Somewhere below are a line with "Reviewer note: check that each instance of the gold" and a later line with "Reviewer note: check that each instance of the white knit". Output exactly those lines and all lines between them.

(Natural language region descriptions)
■ ■ ■

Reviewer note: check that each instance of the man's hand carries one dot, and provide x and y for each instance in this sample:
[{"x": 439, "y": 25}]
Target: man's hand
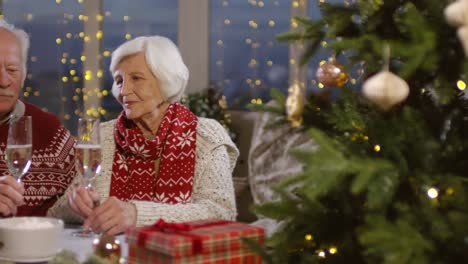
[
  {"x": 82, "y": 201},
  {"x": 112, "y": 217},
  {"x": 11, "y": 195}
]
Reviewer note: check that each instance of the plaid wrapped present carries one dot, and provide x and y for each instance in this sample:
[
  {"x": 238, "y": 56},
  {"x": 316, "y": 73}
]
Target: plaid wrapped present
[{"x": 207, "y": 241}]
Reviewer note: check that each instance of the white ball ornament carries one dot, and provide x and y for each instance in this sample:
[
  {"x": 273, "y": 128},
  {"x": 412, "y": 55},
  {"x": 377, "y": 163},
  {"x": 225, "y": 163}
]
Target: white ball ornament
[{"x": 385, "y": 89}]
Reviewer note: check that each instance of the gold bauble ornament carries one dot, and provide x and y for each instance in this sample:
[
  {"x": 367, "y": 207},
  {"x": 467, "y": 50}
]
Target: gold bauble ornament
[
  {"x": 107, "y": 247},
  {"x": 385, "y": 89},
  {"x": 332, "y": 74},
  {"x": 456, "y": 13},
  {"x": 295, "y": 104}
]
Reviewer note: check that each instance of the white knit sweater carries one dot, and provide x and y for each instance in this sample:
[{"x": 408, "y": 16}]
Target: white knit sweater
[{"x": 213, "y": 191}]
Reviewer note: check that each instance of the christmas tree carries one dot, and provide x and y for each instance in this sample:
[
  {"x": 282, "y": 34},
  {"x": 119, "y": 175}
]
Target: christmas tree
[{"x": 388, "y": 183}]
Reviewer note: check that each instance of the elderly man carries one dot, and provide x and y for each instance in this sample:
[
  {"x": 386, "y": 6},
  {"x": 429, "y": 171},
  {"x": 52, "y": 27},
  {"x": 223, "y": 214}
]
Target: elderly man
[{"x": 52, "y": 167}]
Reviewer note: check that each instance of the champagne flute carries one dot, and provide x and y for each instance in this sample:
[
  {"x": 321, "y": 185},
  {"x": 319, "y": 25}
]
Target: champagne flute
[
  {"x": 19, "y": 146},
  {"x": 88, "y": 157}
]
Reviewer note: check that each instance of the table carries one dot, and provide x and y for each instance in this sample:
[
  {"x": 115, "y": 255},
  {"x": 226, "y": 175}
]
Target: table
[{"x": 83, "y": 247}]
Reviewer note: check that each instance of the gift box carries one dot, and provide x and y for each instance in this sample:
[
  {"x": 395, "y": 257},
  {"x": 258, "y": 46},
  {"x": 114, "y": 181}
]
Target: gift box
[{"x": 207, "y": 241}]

■ ■ ■

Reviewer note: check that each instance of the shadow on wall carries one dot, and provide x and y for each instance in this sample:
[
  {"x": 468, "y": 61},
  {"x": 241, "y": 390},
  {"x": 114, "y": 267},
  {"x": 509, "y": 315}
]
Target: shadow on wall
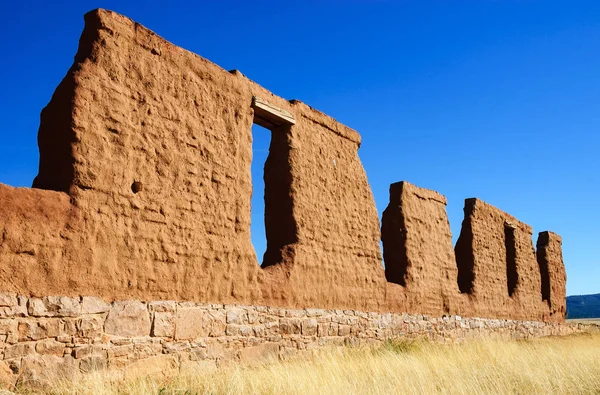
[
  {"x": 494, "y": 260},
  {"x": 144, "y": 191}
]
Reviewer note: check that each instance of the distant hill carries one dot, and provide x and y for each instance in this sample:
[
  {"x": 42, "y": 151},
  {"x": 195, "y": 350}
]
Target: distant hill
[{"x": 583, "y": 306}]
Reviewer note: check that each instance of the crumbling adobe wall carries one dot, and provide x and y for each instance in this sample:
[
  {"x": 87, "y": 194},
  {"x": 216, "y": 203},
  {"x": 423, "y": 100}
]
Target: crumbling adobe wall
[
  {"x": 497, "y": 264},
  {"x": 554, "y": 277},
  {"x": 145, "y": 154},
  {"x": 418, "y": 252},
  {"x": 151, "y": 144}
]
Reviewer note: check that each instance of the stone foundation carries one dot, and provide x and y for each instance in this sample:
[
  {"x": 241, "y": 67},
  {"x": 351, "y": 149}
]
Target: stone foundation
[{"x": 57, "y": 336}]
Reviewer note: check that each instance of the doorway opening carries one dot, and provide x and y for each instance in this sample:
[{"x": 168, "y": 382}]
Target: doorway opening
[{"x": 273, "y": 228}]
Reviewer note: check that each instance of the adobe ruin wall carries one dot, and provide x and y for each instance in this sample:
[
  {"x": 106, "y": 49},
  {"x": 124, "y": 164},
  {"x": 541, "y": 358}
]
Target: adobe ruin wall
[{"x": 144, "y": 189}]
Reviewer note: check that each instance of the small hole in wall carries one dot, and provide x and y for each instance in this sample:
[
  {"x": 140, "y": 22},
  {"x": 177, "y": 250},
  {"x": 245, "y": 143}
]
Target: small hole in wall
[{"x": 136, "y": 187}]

■ ■ ■

--- Solution for this task ---
Reviewer note: check that each instance of the gold bauble ornament carries one dot, and provide x and y for each instance in this sample:
[
  {"x": 367, "y": 207},
  {"x": 467, "y": 50}
]
Target: gold bauble ornament
[
  {"x": 107, "y": 247},
  {"x": 385, "y": 89},
  {"x": 332, "y": 74},
  {"x": 456, "y": 13},
  {"x": 295, "y": 104}
]
Reviewer note: check that each instance of the white knit sweater carries one dot, and provide x and y for each instance in this sample:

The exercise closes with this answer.